## Extract to read

* START *

Hi,
I've found a problem with the timer fix and commented in Gerrit [1]
accordingly.
Basically this change [2] makes the tcp_prepare_retransmit_segment() issue
go away for me.

Concerning the proxy example, I can no longer see the SVM FIFO crashes, but
when using debug build, VPP crashes with this error (full log [3]) during
my test:
/usr/bin/vpp[39]: /src/vpp/src/vnet/tcp/tcp_input.c:2857
(tcp46_input_inline) assertion `tcp_lookup_is_valid (tc1, b[1],
tcp_buffer_hdr (b[1]))' fails

When using release build, it produces a lot of messages like this instead:
/usr/bin/vpp[39]: tcp_input_dispatch_buffer:2812: tcp conn 15168 disp error
state CLOSE_WAIT flags 0x02 SYN
/usr/bin/vpp[39]: tcp_input_dispatch_buffer:2812: tcp conn 9417 disp error
state FIN_WAIT_2 flags 0x12 SYN ACK
/usr/bin/vpp[39]: tcp_input_dispatch_buffer:2812: tcp conn 10703 disp error
state TIME_WAIT flags 0x12 SYN ACK

and also

/usr/bin/vpp[39]: active_open_connected_callback:439: connection 85557
failed!

[1] https://gerrit.fd.io/r/c/vpp/+/27952/4/src/vnet/tcp/tcp_timer.h#39
[2]
https://github.com/travelping/vpp/commit/04512323f311ceebfda351672372033b567d37ca
[3]
https://github.com/ivan4th/vpp-tcp-test/blob/master/logs/crash-debug-proxy-tcp_lookup_is_valid.log#L71

I will look into src/vcl/test/test_vcl.py to see if I can reproduce
something like my test there, thanks!
And waiting for Dave's input concerning the CSIT part, too, of course.


On Thu, Jul 23, 2020 at 5:22 AM Florin Coras <fcoras.li...@gmail.com> wrote:

> Hi Ivan,
>
> Thanks for the test. After modifying it a bit to run straight from
> binaries, I managed to repro the issue. As expected, the proxy is not
> cleaning up the sessions correctly (example apps do run out of sync ..).
> Here’s a quick patch that solves some of the obvious issues [1] (note that
> it’s chained with gerrit 27952). I didn’t do too much testing, so let me
> know if you hit some other problems. As far as I can tell, 27952 is needed.
>
> As for the CI, I guess there are two types of tests we might want (cc-ing
> Dave since he has experience with this):
> - functional test that could live as part of “make test” infra. The host
> stack already has some functional integration tests, i.e., the vcl tests in
> src/vcl/test/test_vcl.py (quic, tls, tcp also have some). We could do
> something   similar for the proxy app, but the tests need to be lightweight
> as they’re run as part of the verify jobs
> - CSIT scale/performance tests. We could use something like your scripts
> to test the proxy but also ld_preload + nginx and other applications. Dave
> should have more opinions here :-)

* END *

(Raw records)
* START *

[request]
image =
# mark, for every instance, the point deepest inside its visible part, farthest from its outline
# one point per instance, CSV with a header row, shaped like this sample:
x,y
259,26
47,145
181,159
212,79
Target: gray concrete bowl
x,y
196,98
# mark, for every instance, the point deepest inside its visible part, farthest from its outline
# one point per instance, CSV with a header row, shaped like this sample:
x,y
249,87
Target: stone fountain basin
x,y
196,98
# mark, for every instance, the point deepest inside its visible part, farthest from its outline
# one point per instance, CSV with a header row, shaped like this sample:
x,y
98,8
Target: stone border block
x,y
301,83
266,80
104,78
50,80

* END *
* START *

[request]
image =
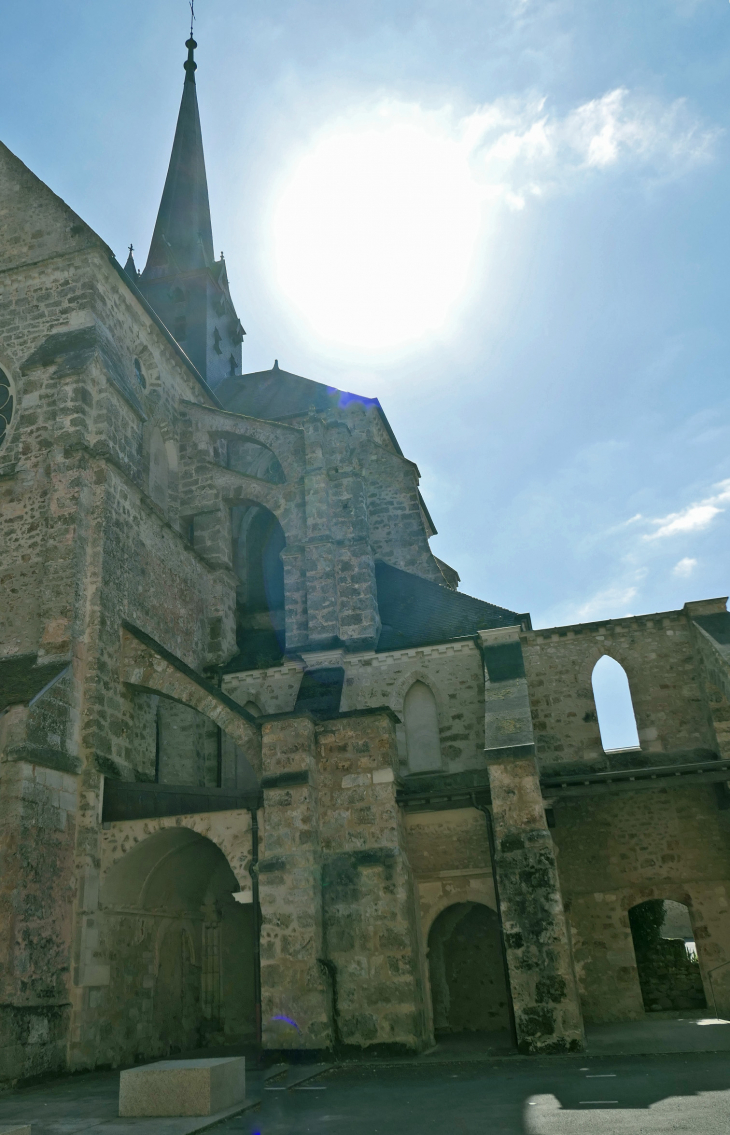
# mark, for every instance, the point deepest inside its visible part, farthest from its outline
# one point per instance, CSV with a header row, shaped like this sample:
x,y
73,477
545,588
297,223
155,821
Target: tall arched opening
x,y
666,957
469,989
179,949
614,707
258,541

* END *

## Things to do
**a.** Rewrite the part of the thread starting with "And waiting for" and going on through "27952 is needed.", replacing "repro" with "reproduce".
**b.** Answer these questions on the thread:
(i) With which build does VPP crash with an assertion error during the test?
(ii) Which three connection states appear in the messages produced by the release build?
(iii) In which file are the vcl functional integration tests located?

## Solutions
**a.**
And waiting for Dave's input concerning the CSIT part, too, of course.


On Thu, Jul 23, 2020 at 5:22 AM Florin Coras <fcoras.li...@gmail.com> wrote:

> Hi Ivan,
>
> Thanks for the test. After modifying it a bit to run straight from
> binaries, I managed to reproduce the issue. As expected, the proxy is not
> cleaning up the sessions correctly (example apps do run out of sync ..).
> Here’s a quick patch that solves some of the obvious issues [1] (note that
> it’s chained with gerrit 27952). I didn’t do too much testing, so let me
> know if you hit some other problems. As far as I can tell, 27952 is needed.

**b.**
(i) The debug build.
(ii) CLOSE_WAIT, FIN_WAIT_2 and TIME_WAIT.
(iii) src/vcl/test/test_vcl.py